## What the task requires:
Repeat exactly, and only, the lines from the one containing "the woman's dark" through the end of the records.

## Data entries:
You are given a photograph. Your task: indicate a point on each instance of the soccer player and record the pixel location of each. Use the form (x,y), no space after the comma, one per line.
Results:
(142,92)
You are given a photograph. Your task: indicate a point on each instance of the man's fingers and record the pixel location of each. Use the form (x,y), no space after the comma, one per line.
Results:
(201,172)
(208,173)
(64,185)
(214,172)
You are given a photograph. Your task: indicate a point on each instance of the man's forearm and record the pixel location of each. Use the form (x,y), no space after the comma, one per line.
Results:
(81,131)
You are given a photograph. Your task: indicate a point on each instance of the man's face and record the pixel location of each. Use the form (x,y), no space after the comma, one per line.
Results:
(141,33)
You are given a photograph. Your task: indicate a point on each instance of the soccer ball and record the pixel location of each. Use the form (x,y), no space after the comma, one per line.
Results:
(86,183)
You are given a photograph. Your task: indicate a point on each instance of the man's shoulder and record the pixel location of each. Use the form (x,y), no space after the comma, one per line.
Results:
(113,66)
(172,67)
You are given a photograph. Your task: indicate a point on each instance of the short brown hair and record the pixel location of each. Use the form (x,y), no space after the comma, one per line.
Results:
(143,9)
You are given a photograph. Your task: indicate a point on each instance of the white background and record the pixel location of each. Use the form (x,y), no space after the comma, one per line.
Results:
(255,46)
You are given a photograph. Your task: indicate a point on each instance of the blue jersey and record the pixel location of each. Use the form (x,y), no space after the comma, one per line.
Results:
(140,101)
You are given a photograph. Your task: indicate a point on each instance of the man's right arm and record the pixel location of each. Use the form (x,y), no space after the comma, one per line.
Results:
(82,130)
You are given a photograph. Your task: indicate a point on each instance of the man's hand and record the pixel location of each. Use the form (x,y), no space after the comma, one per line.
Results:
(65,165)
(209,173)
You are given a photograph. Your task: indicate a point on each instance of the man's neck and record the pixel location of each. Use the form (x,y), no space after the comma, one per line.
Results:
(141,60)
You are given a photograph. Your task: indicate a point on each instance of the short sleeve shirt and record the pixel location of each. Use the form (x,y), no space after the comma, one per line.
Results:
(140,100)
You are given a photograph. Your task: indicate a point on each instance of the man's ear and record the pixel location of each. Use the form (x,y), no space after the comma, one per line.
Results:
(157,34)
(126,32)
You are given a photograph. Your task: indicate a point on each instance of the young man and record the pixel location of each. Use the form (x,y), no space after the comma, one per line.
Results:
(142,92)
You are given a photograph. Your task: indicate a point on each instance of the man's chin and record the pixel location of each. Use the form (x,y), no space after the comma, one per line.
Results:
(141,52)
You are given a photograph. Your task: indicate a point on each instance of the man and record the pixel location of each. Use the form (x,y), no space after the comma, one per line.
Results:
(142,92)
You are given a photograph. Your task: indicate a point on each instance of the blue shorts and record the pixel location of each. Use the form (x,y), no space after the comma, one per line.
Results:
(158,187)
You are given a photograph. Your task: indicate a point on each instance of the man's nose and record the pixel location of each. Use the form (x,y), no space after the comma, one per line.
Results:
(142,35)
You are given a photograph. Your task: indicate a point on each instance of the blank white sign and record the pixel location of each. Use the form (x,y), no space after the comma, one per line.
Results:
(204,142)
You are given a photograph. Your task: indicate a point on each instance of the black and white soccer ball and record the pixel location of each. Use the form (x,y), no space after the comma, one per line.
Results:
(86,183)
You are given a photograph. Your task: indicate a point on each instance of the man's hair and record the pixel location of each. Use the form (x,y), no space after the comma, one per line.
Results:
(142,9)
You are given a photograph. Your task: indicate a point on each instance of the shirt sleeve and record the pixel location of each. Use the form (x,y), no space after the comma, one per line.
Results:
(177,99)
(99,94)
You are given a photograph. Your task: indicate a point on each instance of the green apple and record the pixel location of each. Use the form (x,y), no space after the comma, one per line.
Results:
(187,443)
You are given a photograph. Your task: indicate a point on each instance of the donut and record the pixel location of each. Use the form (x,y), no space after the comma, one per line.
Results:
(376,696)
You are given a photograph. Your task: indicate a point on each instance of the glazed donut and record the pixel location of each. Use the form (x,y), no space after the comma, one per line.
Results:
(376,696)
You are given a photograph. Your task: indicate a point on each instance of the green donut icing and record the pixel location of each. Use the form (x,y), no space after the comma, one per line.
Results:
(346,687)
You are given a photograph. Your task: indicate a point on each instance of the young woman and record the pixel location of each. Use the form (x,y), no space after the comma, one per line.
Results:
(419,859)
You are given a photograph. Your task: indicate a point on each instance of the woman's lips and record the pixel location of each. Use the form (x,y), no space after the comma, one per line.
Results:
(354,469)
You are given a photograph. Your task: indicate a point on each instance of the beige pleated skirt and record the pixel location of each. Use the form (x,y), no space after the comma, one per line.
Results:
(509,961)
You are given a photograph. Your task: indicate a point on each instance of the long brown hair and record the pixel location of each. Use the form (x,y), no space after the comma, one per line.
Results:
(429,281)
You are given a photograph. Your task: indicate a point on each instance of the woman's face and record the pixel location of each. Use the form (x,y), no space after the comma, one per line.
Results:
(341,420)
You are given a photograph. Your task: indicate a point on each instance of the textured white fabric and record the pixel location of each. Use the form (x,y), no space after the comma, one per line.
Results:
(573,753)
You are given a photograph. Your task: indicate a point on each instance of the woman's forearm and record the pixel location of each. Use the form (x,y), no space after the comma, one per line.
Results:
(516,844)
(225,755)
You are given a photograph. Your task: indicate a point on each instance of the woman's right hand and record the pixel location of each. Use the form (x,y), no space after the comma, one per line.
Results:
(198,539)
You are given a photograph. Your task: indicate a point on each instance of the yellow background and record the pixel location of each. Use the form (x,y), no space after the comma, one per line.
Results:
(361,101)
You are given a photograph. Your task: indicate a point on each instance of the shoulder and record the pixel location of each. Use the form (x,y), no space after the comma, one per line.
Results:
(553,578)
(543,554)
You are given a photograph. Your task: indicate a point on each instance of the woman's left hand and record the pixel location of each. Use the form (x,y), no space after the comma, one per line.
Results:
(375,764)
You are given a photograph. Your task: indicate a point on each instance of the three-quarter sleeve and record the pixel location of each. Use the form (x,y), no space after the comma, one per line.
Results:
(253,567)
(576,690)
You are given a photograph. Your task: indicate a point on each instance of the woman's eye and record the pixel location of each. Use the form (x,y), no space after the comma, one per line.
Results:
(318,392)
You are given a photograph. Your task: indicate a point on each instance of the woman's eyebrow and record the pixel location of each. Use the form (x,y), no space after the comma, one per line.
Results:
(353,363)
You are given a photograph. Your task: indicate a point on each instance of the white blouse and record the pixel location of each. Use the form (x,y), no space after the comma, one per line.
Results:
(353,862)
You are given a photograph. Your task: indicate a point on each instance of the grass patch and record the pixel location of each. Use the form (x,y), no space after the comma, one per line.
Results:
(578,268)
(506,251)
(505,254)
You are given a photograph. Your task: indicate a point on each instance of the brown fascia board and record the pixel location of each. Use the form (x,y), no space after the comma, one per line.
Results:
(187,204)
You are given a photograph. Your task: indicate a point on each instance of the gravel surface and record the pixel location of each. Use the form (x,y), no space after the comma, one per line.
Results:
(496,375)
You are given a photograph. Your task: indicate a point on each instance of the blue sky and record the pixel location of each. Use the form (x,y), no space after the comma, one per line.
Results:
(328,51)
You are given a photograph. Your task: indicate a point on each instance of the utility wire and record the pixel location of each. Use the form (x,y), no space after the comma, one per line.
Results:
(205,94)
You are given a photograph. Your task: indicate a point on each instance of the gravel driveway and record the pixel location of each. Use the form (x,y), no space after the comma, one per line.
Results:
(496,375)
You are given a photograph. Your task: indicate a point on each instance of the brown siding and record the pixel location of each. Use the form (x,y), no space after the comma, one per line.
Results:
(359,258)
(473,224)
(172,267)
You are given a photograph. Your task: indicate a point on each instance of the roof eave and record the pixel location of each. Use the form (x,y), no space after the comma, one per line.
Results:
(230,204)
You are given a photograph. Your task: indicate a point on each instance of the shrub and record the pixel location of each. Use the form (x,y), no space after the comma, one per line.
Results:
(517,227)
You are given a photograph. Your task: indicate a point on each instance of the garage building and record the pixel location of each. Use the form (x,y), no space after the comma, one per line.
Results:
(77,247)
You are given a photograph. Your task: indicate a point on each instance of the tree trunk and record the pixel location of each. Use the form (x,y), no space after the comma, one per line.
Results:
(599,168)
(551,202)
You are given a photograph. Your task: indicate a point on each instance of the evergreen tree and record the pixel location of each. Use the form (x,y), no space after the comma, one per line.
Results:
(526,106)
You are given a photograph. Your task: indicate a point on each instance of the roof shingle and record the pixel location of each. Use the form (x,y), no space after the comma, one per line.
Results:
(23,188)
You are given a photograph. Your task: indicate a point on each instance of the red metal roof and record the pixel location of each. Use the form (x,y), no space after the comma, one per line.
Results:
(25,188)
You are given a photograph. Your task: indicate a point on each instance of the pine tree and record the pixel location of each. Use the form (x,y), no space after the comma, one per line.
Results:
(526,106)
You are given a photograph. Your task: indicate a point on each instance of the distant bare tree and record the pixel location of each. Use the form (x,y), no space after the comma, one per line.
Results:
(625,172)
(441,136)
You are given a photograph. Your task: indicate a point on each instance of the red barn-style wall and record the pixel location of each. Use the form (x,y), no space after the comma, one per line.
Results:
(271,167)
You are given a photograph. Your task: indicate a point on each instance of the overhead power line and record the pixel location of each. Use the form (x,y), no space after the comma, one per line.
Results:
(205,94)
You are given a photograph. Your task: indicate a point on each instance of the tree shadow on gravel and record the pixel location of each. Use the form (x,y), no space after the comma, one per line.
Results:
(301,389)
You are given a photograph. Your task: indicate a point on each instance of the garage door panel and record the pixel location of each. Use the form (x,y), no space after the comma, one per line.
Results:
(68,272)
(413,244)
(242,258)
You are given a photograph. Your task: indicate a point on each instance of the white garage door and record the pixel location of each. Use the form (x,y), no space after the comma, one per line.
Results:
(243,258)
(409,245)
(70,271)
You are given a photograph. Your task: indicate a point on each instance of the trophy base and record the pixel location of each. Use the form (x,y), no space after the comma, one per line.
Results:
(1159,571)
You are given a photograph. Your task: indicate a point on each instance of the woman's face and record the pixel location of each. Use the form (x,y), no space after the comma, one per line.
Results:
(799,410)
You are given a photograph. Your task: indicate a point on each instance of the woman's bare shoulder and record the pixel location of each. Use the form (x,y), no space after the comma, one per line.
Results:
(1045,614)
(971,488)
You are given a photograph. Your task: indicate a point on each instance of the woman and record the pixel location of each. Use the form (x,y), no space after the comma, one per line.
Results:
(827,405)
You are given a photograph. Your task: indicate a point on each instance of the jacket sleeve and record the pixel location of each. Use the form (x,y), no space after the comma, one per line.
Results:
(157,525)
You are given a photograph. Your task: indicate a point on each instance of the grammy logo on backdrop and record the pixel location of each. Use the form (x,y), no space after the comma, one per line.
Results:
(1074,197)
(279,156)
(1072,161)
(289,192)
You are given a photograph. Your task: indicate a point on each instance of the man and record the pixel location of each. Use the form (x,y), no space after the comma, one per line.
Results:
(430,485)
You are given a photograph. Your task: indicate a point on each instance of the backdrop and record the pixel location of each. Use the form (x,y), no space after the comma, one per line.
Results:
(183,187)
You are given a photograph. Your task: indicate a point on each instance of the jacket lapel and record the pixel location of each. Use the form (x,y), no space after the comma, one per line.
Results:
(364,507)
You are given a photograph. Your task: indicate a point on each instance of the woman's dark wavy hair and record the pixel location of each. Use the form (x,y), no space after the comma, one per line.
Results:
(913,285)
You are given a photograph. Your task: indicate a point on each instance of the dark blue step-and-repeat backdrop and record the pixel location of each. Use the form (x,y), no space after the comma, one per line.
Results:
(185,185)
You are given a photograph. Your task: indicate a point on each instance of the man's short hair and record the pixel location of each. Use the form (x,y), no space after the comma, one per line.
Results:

## Output of the task:
You are given a photograph. Your task: indicate a point on each instance of the woman's dark wavy hair and record the pixel location of each. Use the form (x,y), no space after the comma, one per line.
Results:
(913,285)
You are given a photograph. Your task: indicate a point on each instance of the dark blue step-and-repeat backdrop and record the pixel location of each. Use the form (x,y), no space after the comma, one per line.
Results:
(185,185)
You are given a photograph. Your task: indicate a point on each instance of the man's short hair and record the pixel location of each. Use the form (x,y), no space after the comma, one per line.
Results:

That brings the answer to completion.